*EXERCISE*
Taking the data below, please print only the lines from the line holding "of the plain" to the line holding "of the clear", inclusive, with pictures omitted.

*RECORDS FOR THIS TASK*

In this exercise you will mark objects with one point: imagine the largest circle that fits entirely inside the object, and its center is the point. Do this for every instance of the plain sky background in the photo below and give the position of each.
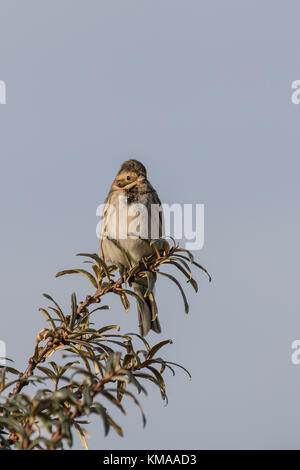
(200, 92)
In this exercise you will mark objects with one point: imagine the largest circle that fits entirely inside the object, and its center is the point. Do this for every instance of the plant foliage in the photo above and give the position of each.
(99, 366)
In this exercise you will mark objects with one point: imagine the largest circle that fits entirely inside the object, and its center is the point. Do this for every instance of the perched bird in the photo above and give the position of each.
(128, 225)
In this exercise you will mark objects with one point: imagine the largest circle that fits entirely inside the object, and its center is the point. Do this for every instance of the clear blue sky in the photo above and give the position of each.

---

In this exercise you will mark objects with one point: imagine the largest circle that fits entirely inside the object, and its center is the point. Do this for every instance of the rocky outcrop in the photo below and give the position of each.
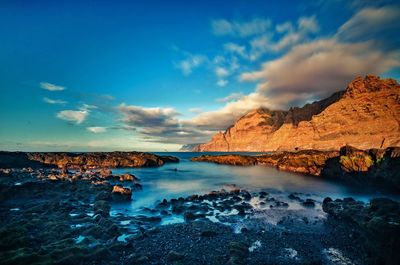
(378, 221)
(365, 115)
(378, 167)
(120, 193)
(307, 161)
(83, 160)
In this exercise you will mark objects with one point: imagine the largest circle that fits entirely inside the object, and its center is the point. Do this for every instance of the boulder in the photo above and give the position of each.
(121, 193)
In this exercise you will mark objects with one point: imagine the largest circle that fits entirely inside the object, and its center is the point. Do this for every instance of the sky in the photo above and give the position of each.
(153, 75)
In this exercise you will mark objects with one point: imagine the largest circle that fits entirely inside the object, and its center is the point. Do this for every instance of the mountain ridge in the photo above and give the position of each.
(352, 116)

* * *

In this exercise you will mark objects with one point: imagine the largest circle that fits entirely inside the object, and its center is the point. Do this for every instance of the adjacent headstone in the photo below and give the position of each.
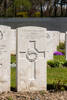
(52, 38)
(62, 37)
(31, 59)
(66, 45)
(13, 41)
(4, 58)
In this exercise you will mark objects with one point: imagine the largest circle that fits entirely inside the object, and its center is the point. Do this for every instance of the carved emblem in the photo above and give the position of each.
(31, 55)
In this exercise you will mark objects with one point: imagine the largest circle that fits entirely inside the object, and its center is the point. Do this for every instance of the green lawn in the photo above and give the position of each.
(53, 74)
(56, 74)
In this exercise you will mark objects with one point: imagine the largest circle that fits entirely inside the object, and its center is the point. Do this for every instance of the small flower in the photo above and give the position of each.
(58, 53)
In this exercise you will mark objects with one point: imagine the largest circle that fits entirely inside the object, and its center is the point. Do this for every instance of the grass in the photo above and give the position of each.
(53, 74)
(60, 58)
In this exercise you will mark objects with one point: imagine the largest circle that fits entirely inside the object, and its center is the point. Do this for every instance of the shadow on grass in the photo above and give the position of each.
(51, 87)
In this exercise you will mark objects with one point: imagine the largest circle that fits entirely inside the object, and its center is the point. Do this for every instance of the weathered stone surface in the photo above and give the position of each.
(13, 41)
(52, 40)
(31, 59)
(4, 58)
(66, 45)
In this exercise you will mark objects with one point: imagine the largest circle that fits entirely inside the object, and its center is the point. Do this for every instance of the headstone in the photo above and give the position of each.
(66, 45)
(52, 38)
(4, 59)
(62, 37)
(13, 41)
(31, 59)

*RESULT OF THIS TASK*
In this exercise you will mark objects with one point: imagine the largest circle that fits entirely inside the object, and its center is the point. Do this for every instance of the plain sky background in the photo below and give the position of each.
(200, 92)
In this exercise you will mark objects with one point: imagine the largest circle that fits entirely inside the object, and its center is the point. Do this for every instance of the plant foliage in the photo above and give the position of each.
(99, 366)
In this exercise you will mark objects with one point: imagine the largest circle that fits entirely inside the object, and its center is the point. Do this for every instance of the perched bird in the photo above and give the position of each.
(128, 225)
In this exercise you will mark objects with one point: imagine the largest circle that fits entirely inside the object, and its center is the point. Do this for every instance of the clear blue sky in the photo above and give the position of each.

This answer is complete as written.